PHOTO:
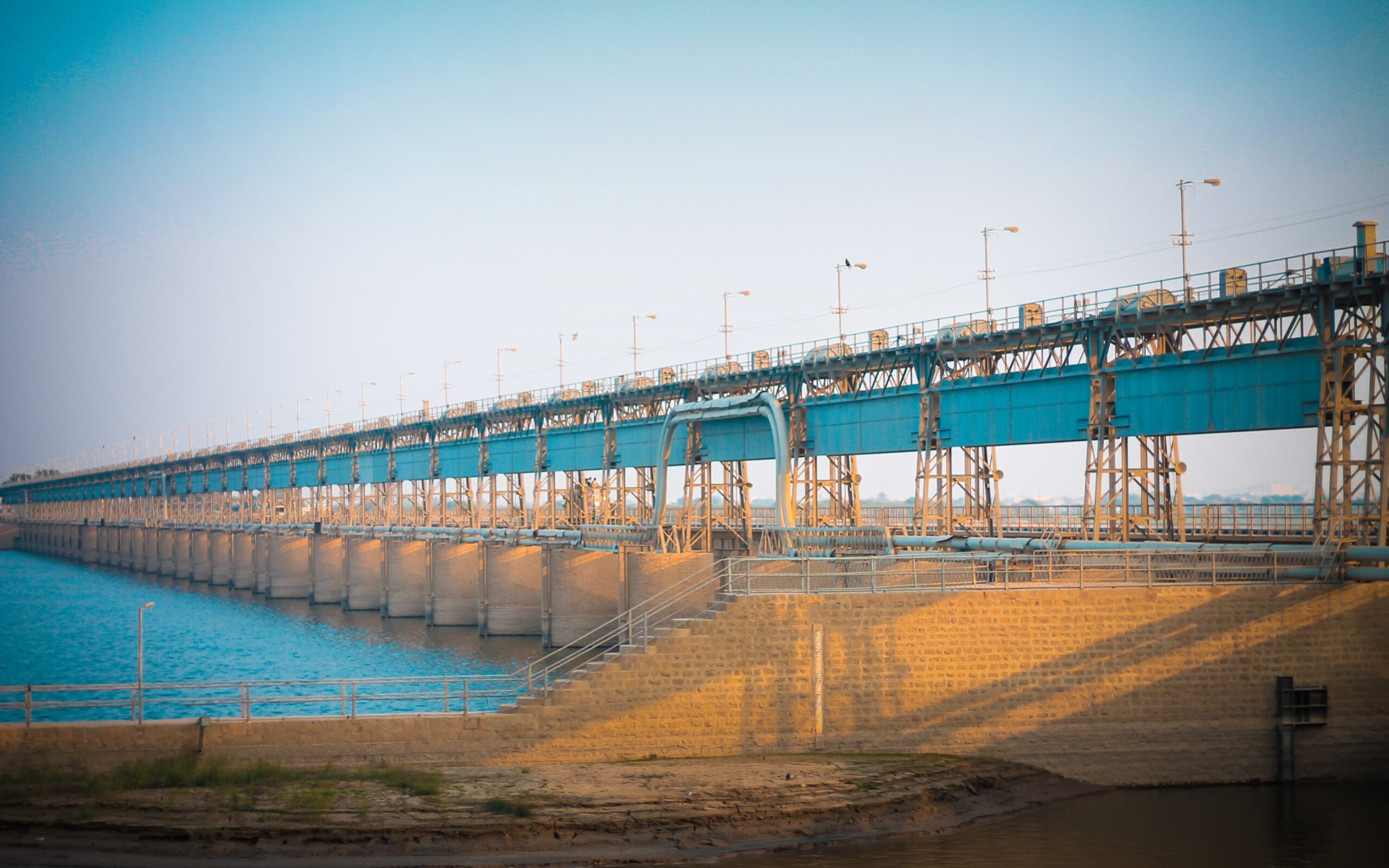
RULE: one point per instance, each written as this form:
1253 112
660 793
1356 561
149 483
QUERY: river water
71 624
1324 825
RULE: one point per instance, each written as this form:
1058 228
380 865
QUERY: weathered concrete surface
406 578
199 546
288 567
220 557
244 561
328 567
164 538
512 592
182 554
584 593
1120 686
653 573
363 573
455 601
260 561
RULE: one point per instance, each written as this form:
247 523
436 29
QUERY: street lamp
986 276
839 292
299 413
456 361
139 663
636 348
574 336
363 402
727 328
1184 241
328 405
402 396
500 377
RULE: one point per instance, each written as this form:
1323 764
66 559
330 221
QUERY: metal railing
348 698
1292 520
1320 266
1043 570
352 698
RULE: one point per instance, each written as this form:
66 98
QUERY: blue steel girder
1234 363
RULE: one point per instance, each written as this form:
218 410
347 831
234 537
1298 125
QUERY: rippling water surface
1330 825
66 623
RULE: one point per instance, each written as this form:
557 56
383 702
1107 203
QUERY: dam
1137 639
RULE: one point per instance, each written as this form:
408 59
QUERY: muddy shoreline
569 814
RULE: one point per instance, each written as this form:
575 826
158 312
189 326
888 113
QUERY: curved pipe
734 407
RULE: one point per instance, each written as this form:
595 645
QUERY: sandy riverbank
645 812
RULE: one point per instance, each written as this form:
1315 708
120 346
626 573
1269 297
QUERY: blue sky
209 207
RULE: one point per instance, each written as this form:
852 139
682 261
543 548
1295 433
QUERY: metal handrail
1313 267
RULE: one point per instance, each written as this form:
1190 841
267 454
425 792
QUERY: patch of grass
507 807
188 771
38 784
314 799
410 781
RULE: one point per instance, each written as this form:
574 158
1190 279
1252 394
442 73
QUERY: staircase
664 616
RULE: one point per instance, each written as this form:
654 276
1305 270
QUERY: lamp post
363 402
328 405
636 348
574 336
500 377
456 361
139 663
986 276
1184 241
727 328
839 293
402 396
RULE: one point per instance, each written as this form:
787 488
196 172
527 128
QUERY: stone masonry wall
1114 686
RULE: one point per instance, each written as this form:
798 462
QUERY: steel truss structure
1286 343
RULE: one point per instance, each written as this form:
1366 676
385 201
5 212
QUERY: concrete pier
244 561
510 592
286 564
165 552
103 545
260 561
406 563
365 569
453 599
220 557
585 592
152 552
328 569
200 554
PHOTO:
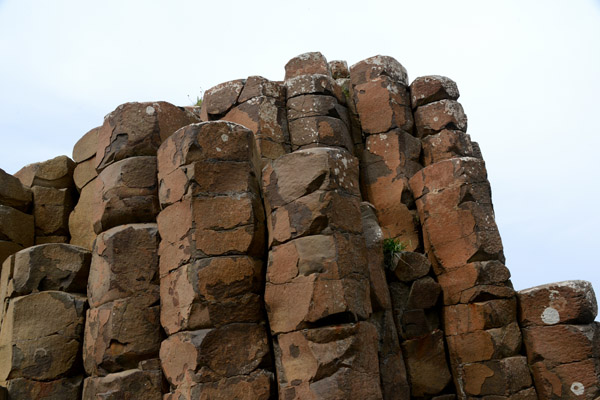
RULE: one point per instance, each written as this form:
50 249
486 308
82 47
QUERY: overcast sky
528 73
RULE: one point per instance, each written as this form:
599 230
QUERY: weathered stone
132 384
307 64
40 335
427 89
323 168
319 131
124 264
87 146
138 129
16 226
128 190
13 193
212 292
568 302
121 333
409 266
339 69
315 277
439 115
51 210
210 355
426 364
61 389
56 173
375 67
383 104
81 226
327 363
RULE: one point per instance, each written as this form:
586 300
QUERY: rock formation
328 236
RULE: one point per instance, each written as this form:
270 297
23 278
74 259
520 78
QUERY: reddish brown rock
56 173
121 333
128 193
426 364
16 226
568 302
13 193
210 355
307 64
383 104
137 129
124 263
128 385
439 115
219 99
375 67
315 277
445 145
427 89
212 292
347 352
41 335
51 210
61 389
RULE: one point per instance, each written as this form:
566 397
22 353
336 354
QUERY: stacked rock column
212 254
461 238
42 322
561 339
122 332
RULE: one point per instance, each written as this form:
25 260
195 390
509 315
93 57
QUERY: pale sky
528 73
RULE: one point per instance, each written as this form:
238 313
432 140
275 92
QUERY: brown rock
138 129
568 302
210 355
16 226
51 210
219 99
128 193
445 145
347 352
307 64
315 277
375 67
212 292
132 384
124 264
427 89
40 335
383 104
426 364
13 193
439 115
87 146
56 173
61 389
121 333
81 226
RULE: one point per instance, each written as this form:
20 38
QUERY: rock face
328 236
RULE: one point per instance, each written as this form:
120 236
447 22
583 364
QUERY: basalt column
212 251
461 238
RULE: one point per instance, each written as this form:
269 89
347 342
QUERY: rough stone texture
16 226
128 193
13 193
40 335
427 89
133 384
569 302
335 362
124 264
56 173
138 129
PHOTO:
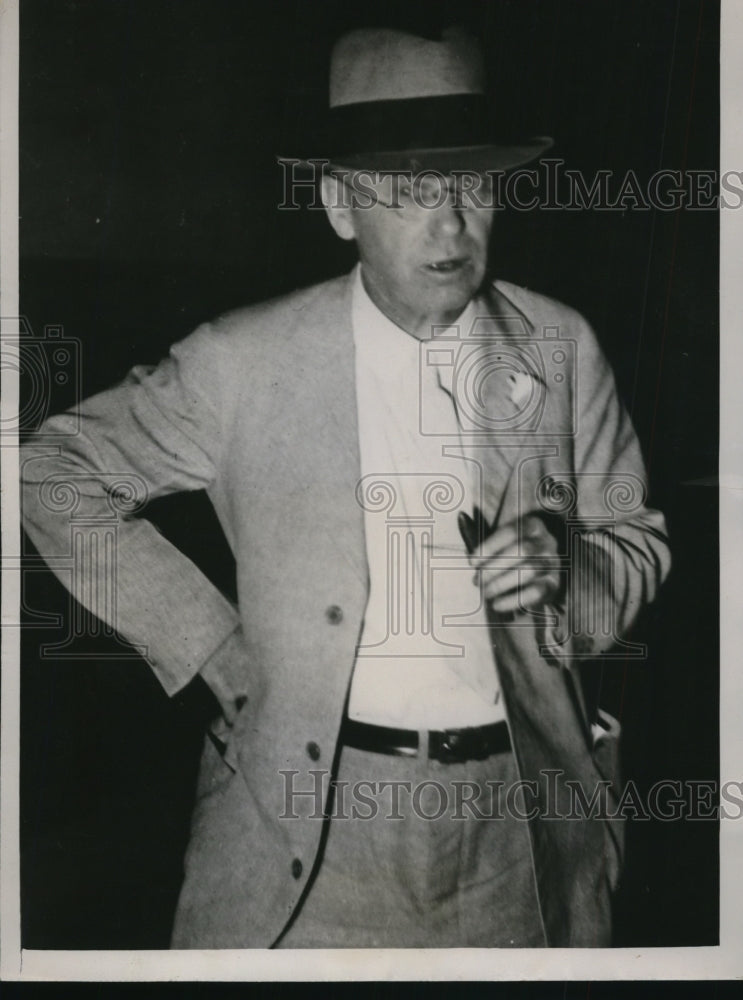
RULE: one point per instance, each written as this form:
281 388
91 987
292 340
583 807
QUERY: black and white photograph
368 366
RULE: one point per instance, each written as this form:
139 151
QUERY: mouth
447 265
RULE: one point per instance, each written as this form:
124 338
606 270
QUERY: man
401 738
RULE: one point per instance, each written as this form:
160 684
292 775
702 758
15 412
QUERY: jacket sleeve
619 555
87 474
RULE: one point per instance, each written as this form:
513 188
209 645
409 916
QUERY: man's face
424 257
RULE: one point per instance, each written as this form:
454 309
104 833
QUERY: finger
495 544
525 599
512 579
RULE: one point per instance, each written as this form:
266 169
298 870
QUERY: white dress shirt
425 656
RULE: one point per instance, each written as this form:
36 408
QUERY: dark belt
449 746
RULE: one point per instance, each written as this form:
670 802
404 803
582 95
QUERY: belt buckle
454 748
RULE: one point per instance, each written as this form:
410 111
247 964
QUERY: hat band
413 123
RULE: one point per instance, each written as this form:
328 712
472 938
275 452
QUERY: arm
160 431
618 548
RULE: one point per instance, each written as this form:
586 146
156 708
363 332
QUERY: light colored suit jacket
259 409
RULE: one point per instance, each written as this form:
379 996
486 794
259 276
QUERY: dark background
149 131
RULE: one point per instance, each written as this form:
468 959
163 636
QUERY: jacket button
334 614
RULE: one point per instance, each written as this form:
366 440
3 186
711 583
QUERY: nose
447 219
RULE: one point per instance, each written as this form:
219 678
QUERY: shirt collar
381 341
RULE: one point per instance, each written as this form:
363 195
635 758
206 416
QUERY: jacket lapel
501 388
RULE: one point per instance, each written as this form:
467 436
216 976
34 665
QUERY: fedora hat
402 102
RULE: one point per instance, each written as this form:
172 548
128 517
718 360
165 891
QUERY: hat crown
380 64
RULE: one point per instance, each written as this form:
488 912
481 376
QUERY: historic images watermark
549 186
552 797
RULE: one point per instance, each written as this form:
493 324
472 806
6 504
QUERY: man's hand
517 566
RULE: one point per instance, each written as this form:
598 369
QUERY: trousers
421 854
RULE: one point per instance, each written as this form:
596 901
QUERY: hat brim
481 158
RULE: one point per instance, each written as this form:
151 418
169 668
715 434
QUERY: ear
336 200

==

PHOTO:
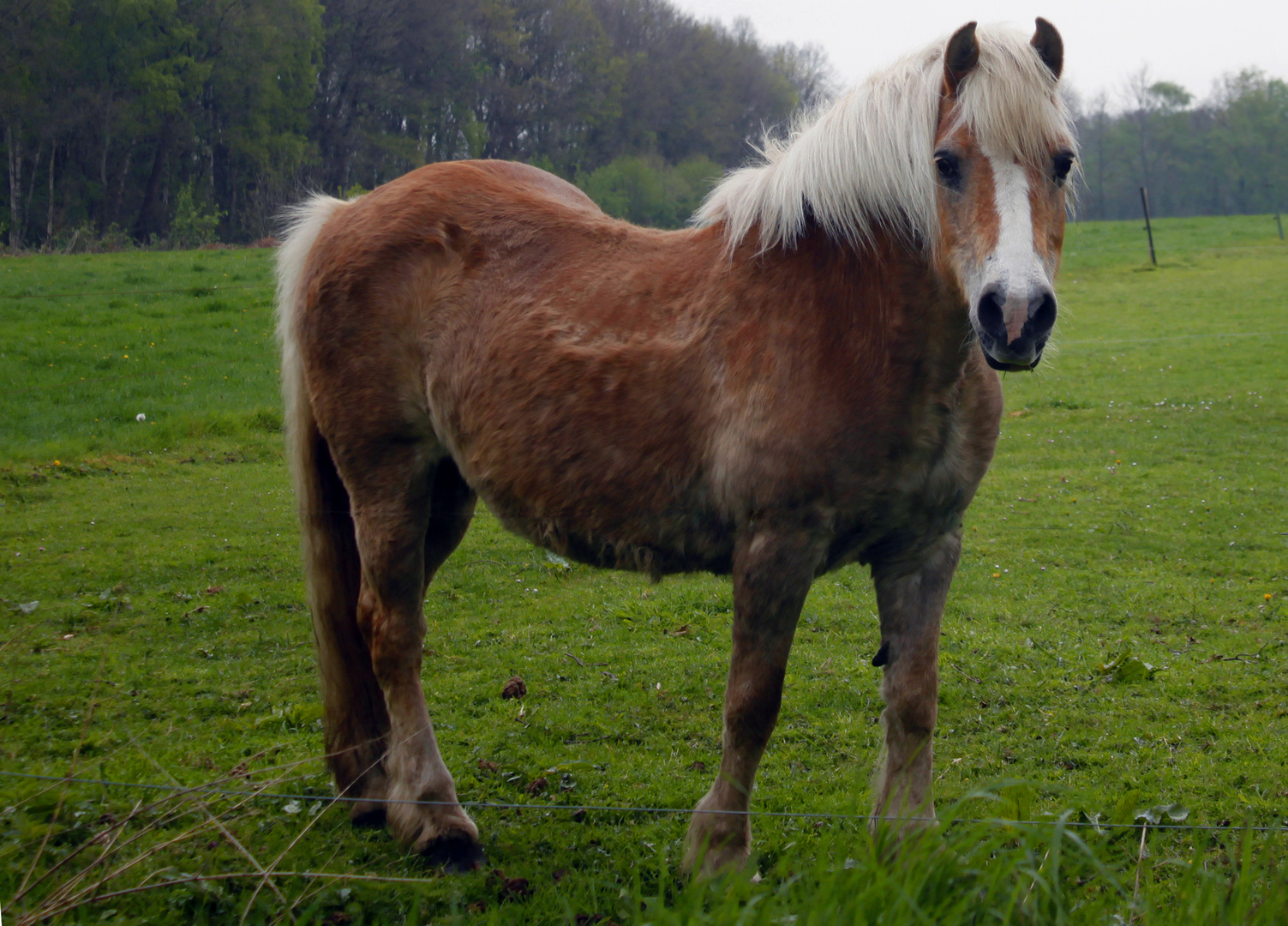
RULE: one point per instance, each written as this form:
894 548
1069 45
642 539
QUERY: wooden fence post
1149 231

-- What is needed --
How many lines in the records above contain the string "column"? Give only the number.

-- Right answer --
2